**PROMPT**
Copy the lines below word for word, beginning with the line that contains "Where can you spot the bi-fold" and continuing through the last line.

Start of SUPPLIED MATERIAL

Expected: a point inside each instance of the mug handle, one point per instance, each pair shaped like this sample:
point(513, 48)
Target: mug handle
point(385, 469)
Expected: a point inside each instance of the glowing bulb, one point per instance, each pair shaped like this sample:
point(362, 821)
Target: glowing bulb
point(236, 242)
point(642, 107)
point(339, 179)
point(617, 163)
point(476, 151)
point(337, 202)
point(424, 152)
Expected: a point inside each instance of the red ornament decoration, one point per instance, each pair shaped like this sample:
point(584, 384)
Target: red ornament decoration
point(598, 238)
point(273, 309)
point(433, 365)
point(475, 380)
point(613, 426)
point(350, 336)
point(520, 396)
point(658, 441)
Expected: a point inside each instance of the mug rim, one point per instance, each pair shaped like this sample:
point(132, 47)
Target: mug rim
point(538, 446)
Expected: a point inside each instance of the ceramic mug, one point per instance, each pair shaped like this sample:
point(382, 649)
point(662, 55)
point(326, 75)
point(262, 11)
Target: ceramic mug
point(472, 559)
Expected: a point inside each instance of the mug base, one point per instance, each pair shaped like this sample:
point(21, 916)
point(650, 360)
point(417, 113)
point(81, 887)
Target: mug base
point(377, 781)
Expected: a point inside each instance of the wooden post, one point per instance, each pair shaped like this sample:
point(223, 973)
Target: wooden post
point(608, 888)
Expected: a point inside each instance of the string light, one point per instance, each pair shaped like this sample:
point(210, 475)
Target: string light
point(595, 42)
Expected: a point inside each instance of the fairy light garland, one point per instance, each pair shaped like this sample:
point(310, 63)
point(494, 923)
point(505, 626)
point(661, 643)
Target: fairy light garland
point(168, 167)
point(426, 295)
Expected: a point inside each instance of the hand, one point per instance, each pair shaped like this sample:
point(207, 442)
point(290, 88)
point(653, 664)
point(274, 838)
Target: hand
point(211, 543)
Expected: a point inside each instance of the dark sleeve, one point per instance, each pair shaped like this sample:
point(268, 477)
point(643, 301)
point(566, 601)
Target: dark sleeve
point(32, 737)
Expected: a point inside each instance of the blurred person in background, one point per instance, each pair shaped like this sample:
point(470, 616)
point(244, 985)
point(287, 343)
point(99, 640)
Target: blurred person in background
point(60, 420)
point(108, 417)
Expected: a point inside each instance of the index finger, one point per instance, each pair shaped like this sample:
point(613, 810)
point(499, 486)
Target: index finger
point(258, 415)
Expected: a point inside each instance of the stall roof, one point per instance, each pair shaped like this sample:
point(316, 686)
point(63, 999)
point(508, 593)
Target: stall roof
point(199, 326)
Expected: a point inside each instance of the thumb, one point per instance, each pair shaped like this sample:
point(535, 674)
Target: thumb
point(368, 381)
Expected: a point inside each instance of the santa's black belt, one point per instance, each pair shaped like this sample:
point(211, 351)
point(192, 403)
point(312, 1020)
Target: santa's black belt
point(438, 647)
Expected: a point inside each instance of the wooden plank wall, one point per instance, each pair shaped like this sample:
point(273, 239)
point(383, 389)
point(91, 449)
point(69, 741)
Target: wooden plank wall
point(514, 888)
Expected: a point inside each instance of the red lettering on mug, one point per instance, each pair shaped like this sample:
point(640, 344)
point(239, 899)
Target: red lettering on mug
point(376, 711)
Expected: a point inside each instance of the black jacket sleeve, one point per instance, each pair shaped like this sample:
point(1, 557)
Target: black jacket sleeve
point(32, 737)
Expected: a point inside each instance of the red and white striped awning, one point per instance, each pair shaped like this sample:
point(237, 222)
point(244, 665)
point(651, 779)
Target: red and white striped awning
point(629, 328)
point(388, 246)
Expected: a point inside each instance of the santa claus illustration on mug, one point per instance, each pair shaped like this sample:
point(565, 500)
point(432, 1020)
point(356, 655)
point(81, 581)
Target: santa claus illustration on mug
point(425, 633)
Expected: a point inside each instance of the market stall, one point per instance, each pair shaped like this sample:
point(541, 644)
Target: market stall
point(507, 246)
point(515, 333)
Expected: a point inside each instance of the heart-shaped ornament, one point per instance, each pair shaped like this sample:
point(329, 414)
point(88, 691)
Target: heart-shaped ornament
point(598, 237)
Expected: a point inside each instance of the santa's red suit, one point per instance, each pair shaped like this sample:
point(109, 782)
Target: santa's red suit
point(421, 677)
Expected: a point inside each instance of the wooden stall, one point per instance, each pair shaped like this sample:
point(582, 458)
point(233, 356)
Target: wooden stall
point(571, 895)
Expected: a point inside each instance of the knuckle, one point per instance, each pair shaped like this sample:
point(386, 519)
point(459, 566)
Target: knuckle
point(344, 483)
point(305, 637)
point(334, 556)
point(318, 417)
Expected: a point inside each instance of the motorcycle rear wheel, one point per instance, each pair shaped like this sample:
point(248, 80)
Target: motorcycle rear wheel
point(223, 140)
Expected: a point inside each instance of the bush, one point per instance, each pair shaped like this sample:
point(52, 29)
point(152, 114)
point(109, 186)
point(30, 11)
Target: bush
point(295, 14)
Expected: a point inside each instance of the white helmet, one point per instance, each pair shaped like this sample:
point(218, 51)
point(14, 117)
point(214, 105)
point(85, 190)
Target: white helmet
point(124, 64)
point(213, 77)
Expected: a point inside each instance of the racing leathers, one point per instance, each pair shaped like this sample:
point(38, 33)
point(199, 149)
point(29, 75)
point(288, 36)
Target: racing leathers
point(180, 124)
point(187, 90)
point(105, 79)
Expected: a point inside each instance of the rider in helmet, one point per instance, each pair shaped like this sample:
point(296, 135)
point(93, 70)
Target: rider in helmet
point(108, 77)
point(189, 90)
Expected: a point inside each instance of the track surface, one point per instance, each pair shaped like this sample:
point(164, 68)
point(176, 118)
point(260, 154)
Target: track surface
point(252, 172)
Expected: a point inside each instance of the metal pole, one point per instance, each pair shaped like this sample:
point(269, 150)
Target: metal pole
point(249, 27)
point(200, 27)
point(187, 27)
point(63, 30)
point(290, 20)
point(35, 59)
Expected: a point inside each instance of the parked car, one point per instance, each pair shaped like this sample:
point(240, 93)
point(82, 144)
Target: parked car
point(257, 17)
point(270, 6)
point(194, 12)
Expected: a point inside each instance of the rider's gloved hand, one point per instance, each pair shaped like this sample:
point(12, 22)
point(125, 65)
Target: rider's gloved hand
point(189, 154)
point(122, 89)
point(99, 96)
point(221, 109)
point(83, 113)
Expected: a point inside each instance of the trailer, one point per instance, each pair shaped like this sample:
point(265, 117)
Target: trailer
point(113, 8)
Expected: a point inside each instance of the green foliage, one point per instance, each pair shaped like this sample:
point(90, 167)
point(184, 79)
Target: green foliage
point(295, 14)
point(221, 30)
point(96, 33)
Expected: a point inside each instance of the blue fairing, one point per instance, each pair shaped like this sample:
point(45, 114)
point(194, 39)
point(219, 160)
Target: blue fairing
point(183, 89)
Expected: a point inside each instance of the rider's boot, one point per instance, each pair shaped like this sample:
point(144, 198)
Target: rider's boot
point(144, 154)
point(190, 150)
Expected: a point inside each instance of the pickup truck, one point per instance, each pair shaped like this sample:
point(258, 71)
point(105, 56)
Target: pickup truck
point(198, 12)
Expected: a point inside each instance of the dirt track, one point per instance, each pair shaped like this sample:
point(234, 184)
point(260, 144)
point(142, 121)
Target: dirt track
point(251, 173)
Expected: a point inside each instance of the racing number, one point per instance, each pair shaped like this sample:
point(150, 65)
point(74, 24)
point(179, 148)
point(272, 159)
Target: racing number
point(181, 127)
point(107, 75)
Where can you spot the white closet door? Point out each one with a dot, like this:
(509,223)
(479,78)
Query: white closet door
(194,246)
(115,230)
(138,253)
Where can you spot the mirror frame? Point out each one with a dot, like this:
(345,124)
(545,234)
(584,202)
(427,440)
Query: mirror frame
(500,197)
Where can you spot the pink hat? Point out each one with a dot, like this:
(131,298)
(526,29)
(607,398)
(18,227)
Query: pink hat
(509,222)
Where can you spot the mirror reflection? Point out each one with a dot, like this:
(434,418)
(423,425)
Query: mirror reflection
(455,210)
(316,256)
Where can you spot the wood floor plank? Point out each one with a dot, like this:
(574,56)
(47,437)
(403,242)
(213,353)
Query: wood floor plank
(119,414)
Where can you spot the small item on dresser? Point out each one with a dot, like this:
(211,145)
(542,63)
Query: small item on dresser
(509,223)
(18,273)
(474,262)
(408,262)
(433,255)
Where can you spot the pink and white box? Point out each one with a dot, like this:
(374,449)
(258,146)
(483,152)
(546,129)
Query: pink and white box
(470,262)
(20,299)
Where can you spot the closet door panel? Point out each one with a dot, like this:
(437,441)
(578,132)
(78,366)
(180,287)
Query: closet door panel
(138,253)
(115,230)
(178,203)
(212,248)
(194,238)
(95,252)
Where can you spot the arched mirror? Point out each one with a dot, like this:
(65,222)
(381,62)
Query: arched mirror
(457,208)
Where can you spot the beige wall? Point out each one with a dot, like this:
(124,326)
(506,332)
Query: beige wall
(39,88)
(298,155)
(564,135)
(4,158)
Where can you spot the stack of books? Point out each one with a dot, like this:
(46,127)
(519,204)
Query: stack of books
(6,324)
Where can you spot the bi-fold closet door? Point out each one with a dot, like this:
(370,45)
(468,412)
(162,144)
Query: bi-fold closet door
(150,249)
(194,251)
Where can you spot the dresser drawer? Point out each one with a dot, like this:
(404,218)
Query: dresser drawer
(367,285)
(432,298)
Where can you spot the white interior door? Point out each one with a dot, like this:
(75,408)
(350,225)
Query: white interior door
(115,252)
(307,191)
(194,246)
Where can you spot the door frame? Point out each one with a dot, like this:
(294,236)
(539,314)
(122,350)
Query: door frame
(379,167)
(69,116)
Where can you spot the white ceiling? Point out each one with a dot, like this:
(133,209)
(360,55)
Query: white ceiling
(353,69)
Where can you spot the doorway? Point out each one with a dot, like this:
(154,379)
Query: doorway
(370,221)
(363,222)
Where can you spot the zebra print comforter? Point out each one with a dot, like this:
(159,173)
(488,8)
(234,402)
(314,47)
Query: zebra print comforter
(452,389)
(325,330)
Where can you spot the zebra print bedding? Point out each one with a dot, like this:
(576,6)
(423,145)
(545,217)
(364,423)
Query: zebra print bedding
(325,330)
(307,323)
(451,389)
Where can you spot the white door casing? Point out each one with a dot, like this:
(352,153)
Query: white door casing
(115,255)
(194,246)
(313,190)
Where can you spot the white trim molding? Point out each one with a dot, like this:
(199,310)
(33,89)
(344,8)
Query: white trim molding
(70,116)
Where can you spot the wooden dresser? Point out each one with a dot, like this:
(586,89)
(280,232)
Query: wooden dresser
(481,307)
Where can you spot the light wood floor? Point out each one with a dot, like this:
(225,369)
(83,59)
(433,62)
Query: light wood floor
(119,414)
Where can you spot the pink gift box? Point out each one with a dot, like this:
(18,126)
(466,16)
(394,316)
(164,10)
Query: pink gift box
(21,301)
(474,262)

End of SUPPLIED MATERIAL

**ANSWER TO THE TASK**
Where can you spot the bi-fold closet door? Point out each one with a dot, like this:
(370,45)
(468,412)
(162,144)
Query: bi-fold closet door
(150,249)
(194,251)
Where can you spot the dresser drawer? Point out each one with a dot, like this:
(404,218)
Query: dresser drawer
(367,285)
(432,298)
Where can you spot the white interior door? Point out each one with a dot, like this:
(75,408)
(350,225)
Query: white interior door
(115,252)
(307,191)
(194,246)
Where can you spot the door frame? Point out each one with a dot, like this:
(294,236)
(539,314)
(122,350)
Query: door frame
(379,167)
(69,116)
Where can you spot the white ceiling? Point out each one with a dot, like this:
(133,209)
(360,55)
Query: white ceiling
(353,69)
Where can you spot the doorway? Point out each one with a dot, like this:
(154,379)
Query: doorway
(370,221)
(363,222)
Where can you spot the zebra print comforter? Point out each one with a dot, like this:
(159,173)
(488,8)
(234,402)
(314,47)
Query: zebra print comforter
(452,389)
(325,330)
Where can you spot the zebra print bedding? Point out each one with a dot, like this:
(576,6)
(423,145)
(545,217)
(364,423)
Query: zebra print bedding
(325,330)
(307,323)
(451,389)
Where can you spot the white door casing? Point out each one with a dot, like this:
(352,153)
Query: white door casing
(115,255)
(194,246)
(313,190)
Where can you spot the white trim molding? Point out each one with a dot, like this:
(199,310)
(33,89)
(344,8)
Query: white trim molding
(70,116)
Where can you spot the wooden dresser? Point out each one with a dot, like this:
(586,89)
(280,232)
Query: wooden dresser
(481,307)
Where can you spot the light wood floor? Point out each one with a dot, like this:
(225,369)
(83,59)
(433,62)
Query: light wood floor
(119,414)
Where can you spot the pink gift box? Point out each one with a dot, like this:
(18,126)
(466,16)
(394,316)
(164,10)
Query: pink gift box
(21,301)
(474,262)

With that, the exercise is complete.